» **YOUR TASK**: Could you rewrite the records with "object" substituted for every "instance", changing nothing else and leaving out the pictures?
>> Begin THE RECORDS
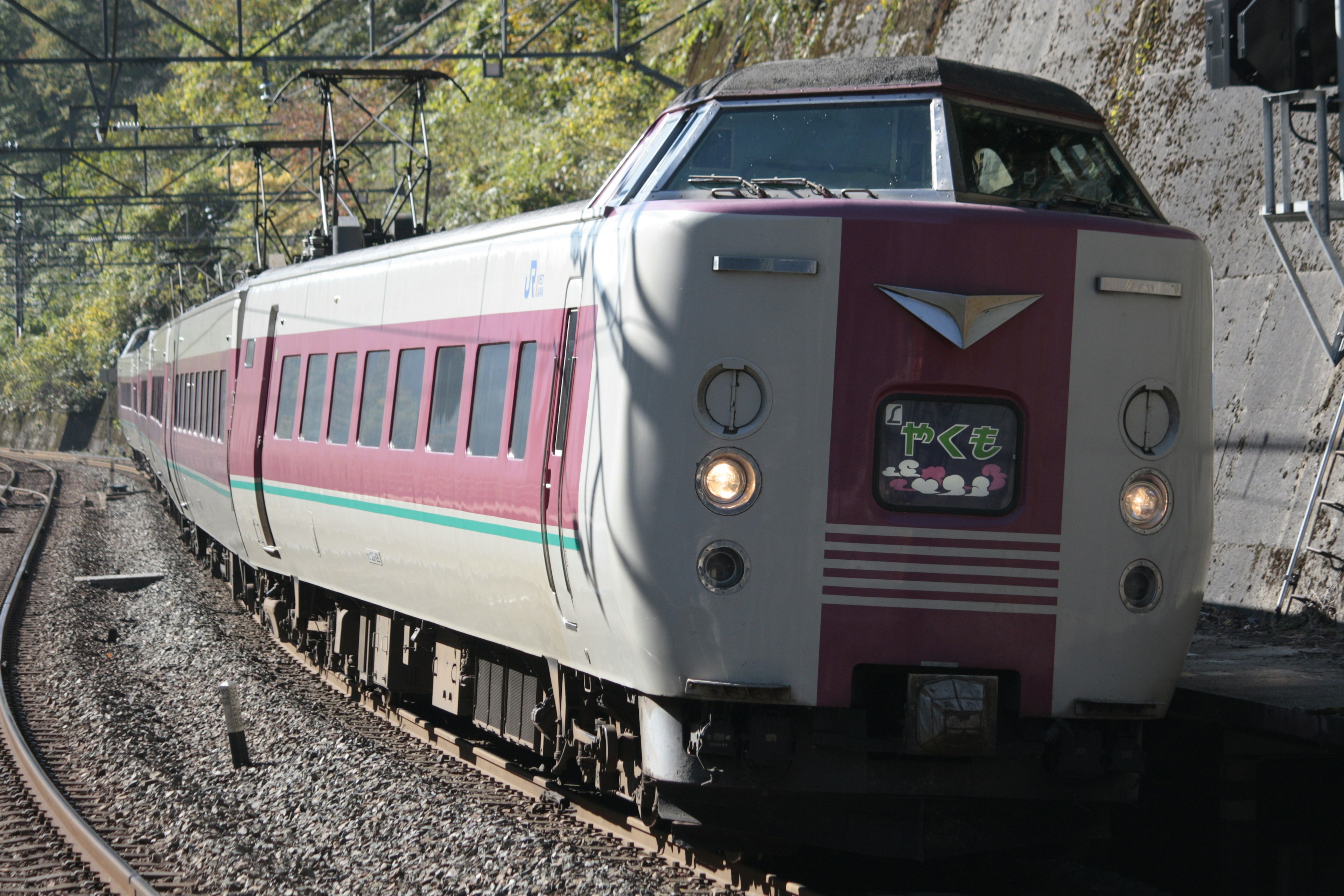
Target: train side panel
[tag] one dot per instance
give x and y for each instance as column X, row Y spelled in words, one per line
column 666, row 319
column 1105, row 652
column 202, row 385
>> End THE RECORDS
» **SOLUTION TO THIS EXERCISE**:
Target: train side panel
[tag] one dot per object
give x and y for each object as column X, row Y spelled in words, one per line
column 666, row 319
column 1105, row 652
column 202, row 385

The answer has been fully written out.